## Start Material supplied
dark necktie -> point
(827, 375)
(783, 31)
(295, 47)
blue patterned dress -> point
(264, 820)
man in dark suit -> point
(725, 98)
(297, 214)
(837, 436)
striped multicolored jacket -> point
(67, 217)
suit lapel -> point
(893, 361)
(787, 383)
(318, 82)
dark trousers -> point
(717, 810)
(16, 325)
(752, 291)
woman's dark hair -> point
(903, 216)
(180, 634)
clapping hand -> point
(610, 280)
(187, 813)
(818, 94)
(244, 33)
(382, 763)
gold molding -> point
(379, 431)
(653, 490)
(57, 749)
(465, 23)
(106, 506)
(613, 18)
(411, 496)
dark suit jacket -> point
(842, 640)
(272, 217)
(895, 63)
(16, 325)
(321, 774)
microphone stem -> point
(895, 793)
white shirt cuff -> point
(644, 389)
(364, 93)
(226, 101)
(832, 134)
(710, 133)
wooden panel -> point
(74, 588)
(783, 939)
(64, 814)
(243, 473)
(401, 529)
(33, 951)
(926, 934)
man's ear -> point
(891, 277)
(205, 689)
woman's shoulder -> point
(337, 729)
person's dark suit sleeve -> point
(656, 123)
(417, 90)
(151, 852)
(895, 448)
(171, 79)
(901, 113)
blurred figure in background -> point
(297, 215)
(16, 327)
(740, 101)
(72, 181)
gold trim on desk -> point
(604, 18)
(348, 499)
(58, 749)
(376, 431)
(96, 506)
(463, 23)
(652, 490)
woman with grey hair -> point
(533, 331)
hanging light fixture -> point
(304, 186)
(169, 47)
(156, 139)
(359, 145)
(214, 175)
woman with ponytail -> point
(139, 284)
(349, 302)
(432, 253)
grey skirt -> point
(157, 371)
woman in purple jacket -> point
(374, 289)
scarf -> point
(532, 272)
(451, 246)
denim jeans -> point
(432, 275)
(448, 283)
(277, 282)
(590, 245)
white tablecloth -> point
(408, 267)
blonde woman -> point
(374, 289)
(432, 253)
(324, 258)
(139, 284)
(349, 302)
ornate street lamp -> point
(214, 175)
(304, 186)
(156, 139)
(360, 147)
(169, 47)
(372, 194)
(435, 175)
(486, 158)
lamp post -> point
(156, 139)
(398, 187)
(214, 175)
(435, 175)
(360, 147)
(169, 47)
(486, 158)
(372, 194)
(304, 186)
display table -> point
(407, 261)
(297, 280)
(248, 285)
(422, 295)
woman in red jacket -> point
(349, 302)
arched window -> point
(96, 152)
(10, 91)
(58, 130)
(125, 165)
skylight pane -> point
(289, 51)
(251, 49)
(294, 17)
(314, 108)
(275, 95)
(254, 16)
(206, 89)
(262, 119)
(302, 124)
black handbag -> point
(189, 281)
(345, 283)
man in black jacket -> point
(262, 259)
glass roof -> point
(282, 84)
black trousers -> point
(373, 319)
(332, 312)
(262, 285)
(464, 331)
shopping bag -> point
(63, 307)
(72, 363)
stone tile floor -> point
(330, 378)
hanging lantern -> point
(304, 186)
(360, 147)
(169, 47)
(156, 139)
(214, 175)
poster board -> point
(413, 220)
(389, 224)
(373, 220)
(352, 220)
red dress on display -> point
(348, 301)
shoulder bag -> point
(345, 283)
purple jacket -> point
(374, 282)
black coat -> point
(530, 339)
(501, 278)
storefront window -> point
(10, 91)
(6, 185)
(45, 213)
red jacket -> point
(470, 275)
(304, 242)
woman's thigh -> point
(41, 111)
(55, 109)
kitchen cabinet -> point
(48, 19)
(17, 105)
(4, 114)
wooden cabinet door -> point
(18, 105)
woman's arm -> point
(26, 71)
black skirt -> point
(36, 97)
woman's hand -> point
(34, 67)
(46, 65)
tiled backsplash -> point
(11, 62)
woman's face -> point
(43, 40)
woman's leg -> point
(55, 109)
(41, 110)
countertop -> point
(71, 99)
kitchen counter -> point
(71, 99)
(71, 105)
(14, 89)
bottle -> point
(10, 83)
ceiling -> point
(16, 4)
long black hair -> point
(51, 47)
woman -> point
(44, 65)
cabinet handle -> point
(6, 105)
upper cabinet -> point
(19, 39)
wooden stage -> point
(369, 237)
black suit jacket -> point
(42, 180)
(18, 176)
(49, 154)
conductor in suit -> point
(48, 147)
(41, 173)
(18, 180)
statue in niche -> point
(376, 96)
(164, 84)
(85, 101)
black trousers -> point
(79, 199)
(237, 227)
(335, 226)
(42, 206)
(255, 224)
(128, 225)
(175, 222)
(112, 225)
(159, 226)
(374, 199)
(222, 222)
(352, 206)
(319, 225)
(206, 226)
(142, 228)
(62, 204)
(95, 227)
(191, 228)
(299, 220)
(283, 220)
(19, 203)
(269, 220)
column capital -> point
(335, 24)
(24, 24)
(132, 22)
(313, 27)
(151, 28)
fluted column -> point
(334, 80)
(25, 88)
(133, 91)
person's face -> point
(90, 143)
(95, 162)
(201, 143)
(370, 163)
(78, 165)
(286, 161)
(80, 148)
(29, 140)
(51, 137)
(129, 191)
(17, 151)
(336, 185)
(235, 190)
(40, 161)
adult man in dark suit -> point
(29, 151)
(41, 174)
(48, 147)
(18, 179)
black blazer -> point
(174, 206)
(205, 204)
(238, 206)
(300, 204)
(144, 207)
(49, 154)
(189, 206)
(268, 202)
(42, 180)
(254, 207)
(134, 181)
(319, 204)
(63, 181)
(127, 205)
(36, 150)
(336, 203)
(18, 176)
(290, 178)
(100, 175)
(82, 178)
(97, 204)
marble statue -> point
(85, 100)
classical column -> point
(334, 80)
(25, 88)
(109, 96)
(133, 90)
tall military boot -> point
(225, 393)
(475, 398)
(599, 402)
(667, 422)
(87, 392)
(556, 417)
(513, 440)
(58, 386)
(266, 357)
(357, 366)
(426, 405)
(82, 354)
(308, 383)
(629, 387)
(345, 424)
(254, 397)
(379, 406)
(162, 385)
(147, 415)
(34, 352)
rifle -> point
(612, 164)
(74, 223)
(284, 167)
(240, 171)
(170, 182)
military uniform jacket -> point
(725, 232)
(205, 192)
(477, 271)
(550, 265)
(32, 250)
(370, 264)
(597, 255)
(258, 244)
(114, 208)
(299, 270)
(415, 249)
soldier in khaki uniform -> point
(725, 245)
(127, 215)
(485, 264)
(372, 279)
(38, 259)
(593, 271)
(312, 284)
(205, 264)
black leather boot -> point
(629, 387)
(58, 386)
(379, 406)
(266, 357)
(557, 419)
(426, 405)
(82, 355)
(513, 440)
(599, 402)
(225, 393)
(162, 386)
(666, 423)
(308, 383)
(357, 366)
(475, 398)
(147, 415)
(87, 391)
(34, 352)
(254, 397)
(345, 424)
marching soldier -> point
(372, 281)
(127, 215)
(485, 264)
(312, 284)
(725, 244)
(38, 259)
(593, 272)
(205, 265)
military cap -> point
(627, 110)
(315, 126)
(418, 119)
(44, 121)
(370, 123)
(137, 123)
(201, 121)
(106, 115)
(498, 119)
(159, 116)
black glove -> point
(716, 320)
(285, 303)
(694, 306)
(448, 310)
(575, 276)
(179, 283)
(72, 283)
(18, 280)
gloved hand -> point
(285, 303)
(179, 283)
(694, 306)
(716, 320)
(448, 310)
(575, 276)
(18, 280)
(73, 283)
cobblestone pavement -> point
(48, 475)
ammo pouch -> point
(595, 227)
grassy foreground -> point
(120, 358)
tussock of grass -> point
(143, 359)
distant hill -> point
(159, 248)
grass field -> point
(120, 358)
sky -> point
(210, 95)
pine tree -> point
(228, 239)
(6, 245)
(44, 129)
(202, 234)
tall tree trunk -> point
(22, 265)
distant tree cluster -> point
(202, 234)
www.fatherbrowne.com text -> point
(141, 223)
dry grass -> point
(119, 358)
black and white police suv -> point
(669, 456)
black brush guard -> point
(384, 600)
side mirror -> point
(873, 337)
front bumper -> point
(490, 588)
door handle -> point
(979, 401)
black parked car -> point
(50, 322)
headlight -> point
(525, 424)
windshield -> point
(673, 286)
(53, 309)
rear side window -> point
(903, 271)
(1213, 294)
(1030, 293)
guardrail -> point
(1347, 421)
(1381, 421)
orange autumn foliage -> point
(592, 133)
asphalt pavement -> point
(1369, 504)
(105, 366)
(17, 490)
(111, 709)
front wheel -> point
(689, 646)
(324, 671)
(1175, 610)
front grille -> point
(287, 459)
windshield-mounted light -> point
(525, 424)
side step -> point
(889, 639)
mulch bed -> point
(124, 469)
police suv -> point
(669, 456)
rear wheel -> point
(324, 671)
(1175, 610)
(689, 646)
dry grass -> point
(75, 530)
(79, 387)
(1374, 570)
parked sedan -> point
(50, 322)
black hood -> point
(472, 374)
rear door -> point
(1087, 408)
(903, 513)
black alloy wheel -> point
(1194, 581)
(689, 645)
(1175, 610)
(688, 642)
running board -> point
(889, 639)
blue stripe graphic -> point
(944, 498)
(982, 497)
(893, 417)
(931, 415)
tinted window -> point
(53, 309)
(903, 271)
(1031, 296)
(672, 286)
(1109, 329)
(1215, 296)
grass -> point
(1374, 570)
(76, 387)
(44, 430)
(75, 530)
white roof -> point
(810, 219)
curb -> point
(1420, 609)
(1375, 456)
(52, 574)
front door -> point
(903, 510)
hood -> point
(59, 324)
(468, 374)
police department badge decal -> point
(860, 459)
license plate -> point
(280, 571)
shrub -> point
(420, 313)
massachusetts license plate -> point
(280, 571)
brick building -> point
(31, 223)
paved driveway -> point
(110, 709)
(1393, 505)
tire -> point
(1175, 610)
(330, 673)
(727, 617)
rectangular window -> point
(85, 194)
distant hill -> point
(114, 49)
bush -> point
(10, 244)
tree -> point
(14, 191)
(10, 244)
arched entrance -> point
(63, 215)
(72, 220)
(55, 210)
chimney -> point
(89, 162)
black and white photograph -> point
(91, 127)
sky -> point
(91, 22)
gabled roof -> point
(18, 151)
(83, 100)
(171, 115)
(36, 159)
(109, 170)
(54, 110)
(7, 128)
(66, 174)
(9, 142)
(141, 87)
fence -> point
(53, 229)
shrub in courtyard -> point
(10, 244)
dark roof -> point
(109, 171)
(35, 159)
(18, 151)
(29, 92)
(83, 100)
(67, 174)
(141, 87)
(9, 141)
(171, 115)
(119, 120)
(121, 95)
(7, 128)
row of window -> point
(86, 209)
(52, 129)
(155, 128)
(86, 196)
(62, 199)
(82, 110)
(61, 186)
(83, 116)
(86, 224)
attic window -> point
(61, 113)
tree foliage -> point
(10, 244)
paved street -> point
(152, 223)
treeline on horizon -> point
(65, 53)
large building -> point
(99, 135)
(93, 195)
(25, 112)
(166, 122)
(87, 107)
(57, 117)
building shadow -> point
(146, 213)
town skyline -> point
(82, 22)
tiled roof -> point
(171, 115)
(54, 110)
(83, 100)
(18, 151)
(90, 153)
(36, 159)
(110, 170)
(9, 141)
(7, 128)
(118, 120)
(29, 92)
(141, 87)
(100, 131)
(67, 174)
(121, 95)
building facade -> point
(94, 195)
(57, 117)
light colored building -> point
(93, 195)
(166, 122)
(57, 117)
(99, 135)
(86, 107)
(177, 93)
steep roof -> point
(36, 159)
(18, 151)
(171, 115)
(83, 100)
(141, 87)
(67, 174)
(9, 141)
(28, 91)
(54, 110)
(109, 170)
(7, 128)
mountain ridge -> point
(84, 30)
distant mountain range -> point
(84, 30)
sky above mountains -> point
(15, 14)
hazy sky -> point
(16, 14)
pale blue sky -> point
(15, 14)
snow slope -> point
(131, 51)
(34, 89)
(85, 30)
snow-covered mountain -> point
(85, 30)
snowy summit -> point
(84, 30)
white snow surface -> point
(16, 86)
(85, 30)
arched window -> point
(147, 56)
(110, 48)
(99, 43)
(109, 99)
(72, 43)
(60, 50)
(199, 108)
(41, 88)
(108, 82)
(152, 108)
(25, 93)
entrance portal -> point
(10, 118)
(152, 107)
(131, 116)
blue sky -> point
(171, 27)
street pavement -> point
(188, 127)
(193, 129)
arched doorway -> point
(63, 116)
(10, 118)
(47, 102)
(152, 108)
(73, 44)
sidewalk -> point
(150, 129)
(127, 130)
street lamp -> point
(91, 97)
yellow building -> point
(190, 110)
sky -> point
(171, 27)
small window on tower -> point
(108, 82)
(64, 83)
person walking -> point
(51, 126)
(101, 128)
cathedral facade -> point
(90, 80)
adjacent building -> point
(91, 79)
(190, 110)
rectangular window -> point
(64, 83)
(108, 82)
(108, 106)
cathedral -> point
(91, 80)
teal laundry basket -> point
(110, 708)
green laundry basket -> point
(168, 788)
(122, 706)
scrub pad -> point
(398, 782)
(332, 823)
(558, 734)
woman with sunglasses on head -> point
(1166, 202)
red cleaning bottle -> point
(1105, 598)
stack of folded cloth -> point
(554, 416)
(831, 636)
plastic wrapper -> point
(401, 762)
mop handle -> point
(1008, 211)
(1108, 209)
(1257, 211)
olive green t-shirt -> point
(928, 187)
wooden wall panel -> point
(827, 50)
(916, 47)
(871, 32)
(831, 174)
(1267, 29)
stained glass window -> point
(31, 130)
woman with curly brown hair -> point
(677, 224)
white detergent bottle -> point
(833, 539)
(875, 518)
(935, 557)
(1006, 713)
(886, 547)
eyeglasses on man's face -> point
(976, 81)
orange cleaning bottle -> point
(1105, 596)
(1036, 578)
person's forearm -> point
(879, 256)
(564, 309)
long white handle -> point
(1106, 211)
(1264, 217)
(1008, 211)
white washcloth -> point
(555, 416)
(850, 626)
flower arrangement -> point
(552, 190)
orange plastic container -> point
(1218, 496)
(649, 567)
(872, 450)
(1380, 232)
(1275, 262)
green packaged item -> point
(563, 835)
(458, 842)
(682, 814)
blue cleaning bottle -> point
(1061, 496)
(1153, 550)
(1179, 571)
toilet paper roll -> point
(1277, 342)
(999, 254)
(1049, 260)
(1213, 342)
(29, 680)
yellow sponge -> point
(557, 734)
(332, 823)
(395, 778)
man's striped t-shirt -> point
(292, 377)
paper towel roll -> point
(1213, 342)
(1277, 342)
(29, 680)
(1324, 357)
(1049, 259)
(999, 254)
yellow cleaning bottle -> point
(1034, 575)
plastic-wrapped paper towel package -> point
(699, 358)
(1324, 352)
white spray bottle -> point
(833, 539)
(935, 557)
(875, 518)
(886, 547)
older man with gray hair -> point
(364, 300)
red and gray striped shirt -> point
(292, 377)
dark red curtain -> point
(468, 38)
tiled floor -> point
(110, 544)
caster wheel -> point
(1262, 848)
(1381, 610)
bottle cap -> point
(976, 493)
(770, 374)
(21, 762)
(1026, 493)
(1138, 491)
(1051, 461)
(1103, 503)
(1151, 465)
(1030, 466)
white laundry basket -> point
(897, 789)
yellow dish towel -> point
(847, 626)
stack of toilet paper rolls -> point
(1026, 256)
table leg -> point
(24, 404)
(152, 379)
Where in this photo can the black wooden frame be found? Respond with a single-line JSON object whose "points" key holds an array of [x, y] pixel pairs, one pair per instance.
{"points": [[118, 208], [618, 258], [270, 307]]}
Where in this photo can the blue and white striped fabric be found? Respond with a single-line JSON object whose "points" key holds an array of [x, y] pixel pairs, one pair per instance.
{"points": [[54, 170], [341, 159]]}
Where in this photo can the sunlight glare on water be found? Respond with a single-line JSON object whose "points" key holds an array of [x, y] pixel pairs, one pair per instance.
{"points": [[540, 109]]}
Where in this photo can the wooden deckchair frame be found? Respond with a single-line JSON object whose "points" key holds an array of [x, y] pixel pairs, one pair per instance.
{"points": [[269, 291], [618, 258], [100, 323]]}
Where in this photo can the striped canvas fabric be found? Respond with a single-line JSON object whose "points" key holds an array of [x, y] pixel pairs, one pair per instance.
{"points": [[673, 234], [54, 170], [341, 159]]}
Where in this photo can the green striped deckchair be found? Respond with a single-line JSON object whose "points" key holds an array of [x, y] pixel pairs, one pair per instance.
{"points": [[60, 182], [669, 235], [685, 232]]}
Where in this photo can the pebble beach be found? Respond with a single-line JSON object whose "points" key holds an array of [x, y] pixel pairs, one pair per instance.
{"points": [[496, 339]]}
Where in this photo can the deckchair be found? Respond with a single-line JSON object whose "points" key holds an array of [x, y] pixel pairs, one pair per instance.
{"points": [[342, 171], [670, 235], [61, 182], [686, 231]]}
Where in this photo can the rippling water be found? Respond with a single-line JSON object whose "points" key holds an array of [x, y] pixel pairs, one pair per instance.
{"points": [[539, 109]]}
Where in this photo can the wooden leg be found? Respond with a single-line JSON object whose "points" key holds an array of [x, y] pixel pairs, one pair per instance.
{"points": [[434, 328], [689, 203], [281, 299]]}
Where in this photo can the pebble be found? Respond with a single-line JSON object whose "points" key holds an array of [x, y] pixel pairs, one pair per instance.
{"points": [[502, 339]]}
## End Material supplied
» Set task
Give again only the lines of the material above that run from the one with "Where in this photo can the pebble beach" through the end, both included, exactly as they appear.

» Final result
Where in this photo can the pebble beach be found? Respond with a single-line JSON object whose "points" key holds an array of [x, y] pixel pairs, one pair per instance.
{"points": [[496, 339]]}
Where in this photo can the deckchair be found? Respond with a single-line JSON object whose "points" key holds an array of [x, y] pixel pairs, one pair per instance.
{"points": [[342, 171], [670, 235], [61, 182], [686, 231]]}
Where in this photo can the rippling water be found? Respond with a single-line JSON object whose "points" key holds an array of [x, y] pixel pairs, one pair per instance.
{"points": [[539, 109]]}
Where in this photo can the wooden leg be found? Respond with a single-line JSON object whose "points" key holds an array of [x, y] pixel pairs, one pair per instance.
{"points": [[434, 328], [689, 203], [281, 299]]}
Where in this photo can the pebble be found? Respond with a single-line JSON object whose "points" key holds an array of [x, y] pixel pairs, one pair per instance.
{"points": [[502, 339]]}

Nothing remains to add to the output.